+++ Data for this task
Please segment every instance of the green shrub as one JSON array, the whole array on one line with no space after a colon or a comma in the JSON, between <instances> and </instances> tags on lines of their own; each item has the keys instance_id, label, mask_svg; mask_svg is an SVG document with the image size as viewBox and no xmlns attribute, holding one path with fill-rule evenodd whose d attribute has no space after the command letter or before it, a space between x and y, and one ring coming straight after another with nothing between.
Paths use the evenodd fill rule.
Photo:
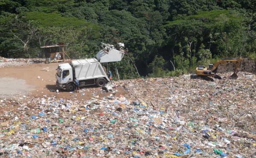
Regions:
<instances>
[{"instance_id":1,"label":"green shrub","mask_svg":"<svg viewBox=\"0 0 256 158\"><path fill-rule=\"evenodd\" d=\"M256 53L253 53L249 54L249 59L256 59Z\"/></svg>"}]
</instances>

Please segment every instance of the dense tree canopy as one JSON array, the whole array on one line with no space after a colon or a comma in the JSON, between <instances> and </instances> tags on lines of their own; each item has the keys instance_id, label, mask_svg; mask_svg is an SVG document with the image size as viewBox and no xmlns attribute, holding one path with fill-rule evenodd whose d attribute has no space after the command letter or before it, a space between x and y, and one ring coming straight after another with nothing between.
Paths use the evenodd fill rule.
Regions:
<instances>
[{"instance_id":1,"label":"dense tree canopy","mask_svg":"<svg viewBox=\"0 0 256 158\"><path fill-rule=\"evenodd\" d=\"M93 57L101 42L122 42L123 59L105 65L114 79L180 75L221 58L256 56L256 3L2 0L0 56L44 58L41 46L61 42L72 59Z\"/></svg>"}]
</instances>

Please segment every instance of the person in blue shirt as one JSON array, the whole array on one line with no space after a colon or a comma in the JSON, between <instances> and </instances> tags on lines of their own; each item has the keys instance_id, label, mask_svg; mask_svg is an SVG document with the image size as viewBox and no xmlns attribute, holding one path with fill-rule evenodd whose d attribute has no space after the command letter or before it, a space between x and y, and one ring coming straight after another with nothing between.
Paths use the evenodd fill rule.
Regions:
<instances>
[{"instance_id":1,"label":"person in blue shirt","mask_svg":"<svg viewBox=\"0 0 256 158\"><path fill-rule=\"evenodd\" d=\"M109 79L109 80L110 80L110 82L111 82L111 84L112 84L112 73L111 73L111 71L108 71L108 78ZM115 84L114 83L114 84Z\"/></svg>"},{"instance_id":2,"label":"person in blue shirt","mask_svg":"<svg viewBox=\"0 0 256 158\"><path fill-rule=\"evenodd\" d=\"M77 93L77 89L80 90L80 88L79 88L79 80L76 79L76 77L75 77L74 81L75 82L75 84L76 84L76 93Z\"/></svg>"}]
</instances>

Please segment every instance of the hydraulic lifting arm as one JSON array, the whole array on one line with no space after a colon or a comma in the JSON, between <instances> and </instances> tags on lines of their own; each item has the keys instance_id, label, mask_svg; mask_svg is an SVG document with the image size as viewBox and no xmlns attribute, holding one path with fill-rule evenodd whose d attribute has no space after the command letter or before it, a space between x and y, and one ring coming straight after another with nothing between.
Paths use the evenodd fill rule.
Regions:
<instances>
[{"instance_id":1,"label":"hydraulic lifting arm","mask_svg":"<svg viewBox=\"0 0 256 158\"><path fill-rule=\"evenodd\" d=\"M229 59L224 59L219 61L218 61L212 68L212 71L215 74L217 72L217 70L218 67L220 64L227 64L230 63L235 63L235 69L234 72L235 73L237 72L237 68L239 66L240 64L242 61L241 58L229 58Z\"/></svg>"}]
</instances>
++++++
The task:
Every line is to be duplicated exactly, though pictures stay out.

Response to this task:
Please segment every instance of the green shrub as one JSON array, the whole array on one line with no space after a colon or a comma in the JSON, between <instances> and </instances> tags on lines of their own; each item has the keys instance_id, label, mask_svg; mask_svg is an SVG document with the image size as viewBox and no xmlns attribute, holding one path with fill-rule evenodd whose d attribute has no space after the command letter or before it, a space between x and y, and one ring coming straight after another with nothing between.
Paths use the evenodd fill rule.
Photo:
Regions:
<instances>
[{"instance_id":1,"label":"green shrub","mask_svg":"<svg viewBox=\"0 0 256 158\"><path fill-rule=\"evenodd\" d=\"M256 53L253 53L249 54L249 59L256 59Z\"/></svg>"}]
</instances>

Please segment every instance of the dense tree canopy as one JSON array, the whole array on one line with no space after a colon or a comma in the JSON, between <instances> and </instances> tags on lines of their own; each item has the keys instance_id, label, mask_svg; mask_svg is an SVG document with the image size as viewBox and no xmlns attribute, holding one path with fill-rule evenodd whose d attribute has no space after the command letter or before it, a space between x and y, and one ring coming straight after another with nothing between.
Paths use the evenodd fill rule.
Regions:
<instances>
[{"instance_id":1,"label":"dense tree canopy","mask_svg":"<svg viewBox=\"0 0 256 158\"><path fill-rule=\"evenodd\" d=\"M93 57L101 42L122 42L123 59L105 65L114 79L180 75L221 58L256 56L256 3L2 0L0 56L44 58L41 46L61 42L72 59Z\"/></svg>"}]
</instances>

Please segment every instance of the person in blue shirt as one JSON array, the whole array on one line with no space after a colon or a comma in the JSON, between <instances> and </instances> tags on lines of their own; each item has the keys instance_id, label, mask_svg; mask_svg is an SVG document with the image size as viewBox and no xmlns attribute, holding one path with fill-rule evenodd whose d attribute has no space after the command letter or before it, a space between x and y, and one ring coming straight after another with nothing between.
Paths use the evenodd fill rule.
Regions:
<instances>
[{"instance_id":1,"label":"person in blue shirt","mask_svg":"<svg viewBox=\"0 0 256 158\"><path fill-rule=\"evenodd\" d=\"M109 79L109 80L110 80L110 82L111 82L111 84L112 84L112 73L111 73L111 71L108 71L108 78ZM115 84L114 83L114 84Z\"/></svg>"},{"instance_id":2,"label":"person in blue shirt","mask_svg":"<svg viewBox=\"0 0 256 158\"><path fill-rule=\"evenodd\" d=\"M77 93L77 89L80 90L80 88L79 88L79 80L76 79L76 77L75 77L74 81L75 82L75 84L76 84L76 93Z\"/></svg>"}]
</instances>

Please segment every instance of the hydraulic lifting arm as one JSON array, the whole array on one line with no space after a colon or a comma in the JSON, between <instances> and </instances> tags on lines of their own; each item has the keys instance_id, label, mask_svg; mask_svg is an SVG document with the image size as viewBox and no xmlns attribute, holding one path with fill-rule evenodd whose d attribute has no space after the command letter or before it, a space between x and y, and one ring coming straight after another with nothing between.
Paths use the evenodd fill rule.
Regions:
<instances>
[{"instance_id":1,"label":"hydraulic lifting arm","mask_svg":"<svg viewBox=\"0 0 256 158\"><path fill-rule=\"evenodd\" d=\"M229 59L224 59L219 61L218 61L212 68L212 71L215 74L217 72L217 70L218 67L220 64L227 64L230 63L235 63L235 69L234 72L235 73L237 72L237 68L239 66L240 64L242 61L241 58L229 58Z\"/></svg>"}]
</instances>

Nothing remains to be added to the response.